Could you print the entries below exactly, starting at the line that contains "# give x and" and stopping after the last one?

━━━━━━━━━━━━━━━━

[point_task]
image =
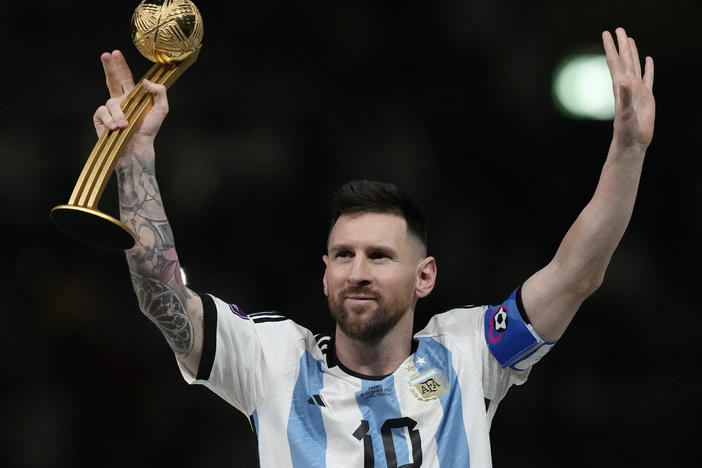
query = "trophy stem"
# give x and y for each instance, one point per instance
(99, 228)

━━━━━━━━━━━━━━━━

Response area:
# give x and y for each instance, one point per instance
(99, 228)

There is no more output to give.